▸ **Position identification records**
>>

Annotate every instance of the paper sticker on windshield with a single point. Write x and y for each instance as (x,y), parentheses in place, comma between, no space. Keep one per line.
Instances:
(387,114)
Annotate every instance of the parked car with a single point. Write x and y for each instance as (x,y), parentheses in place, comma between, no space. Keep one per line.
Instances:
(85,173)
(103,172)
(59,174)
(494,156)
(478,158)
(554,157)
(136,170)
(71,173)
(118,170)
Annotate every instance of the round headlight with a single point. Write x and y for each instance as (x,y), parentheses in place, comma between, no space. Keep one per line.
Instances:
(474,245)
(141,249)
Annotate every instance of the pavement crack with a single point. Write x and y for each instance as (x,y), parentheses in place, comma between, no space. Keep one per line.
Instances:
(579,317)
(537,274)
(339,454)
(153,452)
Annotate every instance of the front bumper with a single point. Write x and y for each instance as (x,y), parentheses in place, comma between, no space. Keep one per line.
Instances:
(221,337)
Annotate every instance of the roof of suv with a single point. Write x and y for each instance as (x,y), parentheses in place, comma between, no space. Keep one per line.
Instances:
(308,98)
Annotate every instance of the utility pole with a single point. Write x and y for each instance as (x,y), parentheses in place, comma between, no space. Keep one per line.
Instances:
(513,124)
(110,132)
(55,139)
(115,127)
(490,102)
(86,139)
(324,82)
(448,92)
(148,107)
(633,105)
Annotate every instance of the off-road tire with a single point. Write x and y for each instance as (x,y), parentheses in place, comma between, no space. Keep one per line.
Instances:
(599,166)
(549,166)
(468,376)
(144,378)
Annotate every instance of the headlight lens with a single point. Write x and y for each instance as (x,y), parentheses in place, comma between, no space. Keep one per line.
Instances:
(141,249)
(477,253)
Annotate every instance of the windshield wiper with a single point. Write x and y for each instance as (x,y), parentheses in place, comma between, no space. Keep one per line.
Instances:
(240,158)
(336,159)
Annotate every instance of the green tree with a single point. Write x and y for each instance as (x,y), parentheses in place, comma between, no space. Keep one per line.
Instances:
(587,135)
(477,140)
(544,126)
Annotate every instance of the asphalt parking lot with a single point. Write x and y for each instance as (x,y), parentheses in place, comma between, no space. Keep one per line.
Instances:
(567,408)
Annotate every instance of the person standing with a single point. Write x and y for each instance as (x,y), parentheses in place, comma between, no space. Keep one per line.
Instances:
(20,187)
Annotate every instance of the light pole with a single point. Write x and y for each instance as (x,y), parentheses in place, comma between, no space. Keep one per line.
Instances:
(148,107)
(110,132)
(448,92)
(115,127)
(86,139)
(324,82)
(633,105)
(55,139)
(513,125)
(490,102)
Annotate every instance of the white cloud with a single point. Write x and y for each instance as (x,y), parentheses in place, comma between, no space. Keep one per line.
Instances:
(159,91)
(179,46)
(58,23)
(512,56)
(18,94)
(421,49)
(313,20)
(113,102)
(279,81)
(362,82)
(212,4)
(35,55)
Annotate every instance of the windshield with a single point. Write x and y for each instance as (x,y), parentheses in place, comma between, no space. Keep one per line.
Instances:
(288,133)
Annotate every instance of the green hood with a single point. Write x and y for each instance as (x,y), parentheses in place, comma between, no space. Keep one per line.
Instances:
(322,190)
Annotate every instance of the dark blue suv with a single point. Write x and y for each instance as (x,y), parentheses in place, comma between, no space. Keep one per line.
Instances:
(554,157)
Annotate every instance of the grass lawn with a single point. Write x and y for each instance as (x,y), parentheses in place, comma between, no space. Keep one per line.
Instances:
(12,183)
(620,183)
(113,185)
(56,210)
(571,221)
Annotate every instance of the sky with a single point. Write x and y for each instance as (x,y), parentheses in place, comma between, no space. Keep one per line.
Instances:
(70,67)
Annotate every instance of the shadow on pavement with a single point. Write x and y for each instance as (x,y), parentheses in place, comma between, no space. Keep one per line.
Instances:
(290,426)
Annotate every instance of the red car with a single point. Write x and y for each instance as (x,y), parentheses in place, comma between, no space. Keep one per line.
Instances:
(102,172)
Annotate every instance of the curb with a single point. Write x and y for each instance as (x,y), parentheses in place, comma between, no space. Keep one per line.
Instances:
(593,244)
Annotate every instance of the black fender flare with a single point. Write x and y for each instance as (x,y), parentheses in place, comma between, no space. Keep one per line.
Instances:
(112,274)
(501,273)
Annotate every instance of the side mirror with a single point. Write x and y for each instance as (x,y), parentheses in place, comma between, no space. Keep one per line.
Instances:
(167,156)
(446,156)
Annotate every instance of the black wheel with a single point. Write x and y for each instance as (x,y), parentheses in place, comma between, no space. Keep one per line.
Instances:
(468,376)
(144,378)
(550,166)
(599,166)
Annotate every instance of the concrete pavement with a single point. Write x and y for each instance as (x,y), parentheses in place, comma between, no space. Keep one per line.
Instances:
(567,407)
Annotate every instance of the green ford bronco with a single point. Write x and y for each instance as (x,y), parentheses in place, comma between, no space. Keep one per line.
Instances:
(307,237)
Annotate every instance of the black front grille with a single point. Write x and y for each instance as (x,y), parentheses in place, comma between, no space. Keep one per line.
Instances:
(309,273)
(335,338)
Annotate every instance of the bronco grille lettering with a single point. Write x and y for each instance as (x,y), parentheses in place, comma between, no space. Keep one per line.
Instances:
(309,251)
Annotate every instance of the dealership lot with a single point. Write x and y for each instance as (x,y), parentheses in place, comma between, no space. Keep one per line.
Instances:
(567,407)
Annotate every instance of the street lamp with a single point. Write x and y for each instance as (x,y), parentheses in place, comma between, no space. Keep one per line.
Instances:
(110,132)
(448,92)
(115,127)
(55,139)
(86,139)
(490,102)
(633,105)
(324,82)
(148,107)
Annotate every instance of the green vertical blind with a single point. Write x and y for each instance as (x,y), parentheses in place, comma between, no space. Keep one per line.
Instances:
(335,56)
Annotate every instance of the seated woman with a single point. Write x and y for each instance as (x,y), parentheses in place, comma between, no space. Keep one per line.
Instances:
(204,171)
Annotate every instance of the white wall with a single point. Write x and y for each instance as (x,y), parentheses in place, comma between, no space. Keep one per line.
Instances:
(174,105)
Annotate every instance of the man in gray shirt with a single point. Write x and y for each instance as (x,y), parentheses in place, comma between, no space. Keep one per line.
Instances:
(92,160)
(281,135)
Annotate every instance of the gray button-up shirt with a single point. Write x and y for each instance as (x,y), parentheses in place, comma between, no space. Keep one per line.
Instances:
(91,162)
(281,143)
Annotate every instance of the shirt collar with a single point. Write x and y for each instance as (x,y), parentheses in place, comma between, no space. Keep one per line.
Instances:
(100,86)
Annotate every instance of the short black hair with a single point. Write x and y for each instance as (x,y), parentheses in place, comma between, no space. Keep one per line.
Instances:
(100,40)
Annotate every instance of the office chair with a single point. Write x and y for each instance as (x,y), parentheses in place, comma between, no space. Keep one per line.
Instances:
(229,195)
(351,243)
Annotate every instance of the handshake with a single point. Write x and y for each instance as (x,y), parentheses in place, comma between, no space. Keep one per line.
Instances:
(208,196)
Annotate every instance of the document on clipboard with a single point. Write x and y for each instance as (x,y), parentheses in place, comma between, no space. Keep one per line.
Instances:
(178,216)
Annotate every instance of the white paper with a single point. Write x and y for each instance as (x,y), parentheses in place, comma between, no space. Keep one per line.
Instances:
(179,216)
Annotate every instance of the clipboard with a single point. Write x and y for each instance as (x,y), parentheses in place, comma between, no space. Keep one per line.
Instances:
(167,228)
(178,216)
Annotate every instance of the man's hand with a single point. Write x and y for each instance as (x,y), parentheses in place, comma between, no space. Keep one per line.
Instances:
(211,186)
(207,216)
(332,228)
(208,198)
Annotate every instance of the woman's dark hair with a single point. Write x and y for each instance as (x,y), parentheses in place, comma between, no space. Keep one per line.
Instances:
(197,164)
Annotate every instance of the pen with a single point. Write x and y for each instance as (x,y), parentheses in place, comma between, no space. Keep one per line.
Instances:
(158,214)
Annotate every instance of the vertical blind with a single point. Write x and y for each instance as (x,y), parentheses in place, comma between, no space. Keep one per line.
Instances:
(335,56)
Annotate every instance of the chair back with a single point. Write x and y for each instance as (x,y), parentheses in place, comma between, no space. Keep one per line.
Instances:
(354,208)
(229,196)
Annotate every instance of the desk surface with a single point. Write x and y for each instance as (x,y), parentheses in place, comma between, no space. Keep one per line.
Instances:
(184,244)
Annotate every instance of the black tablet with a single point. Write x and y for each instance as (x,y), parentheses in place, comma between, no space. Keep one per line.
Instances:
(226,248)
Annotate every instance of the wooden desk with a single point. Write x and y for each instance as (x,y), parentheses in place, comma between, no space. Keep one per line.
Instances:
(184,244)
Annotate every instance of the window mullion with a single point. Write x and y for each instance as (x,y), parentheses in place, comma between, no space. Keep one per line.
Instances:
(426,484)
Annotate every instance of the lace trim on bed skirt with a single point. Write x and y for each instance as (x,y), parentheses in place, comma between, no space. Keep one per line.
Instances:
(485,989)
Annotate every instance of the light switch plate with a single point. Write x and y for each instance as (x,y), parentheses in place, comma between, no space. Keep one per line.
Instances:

<<

▸ **EXERCISE**
Take the line with "Annotate every instance of the window" and all lines after it to the last line, and reproduce them exactly.

▸ **WRITTEN ANSWER**
Annotate every instance of the window mullion with a single point. Write x and y for each instance as (x,y), parentheses in place, comma between, no space. Keep one per line.
Instances:
(426,484)
Annotate every instance of the lace trim on bed skirt with a single point. Write x and y for each instance as (x,y), parentheses in place, comma between, no space. Keep one per line.
Instances:
(485,989)
Annotate every instance of the light switch plate with a single point. Write x and y for each instance as (x,y), parentheses in place, comma between, no space. Keep one per line.
Instances:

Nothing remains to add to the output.